Instructions for the task
Convert the entries below into a JSON list of strings, one string per line, and leave out any blank lines.

------------

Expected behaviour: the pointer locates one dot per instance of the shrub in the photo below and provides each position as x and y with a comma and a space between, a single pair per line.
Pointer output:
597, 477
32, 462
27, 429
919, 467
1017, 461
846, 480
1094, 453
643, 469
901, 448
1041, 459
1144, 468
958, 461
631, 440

------------

Solution
[
  "Expected behaviour: the pointer locates one dot per instance of the shrub in the photo below and provides each position as x and y with a comma and a space between, a single pair per line.",
  "Pointer output:",
  "597, 477",
  "32, 462",
  "27, 429",
  "919, 467",
  "1017, 461",
  "846, 480",
  "1094, 453",
  "643, 469",
  "901, 448",
  "1041, 459",
  "1144, 468",
  "958, 461",
  "631, 440"
]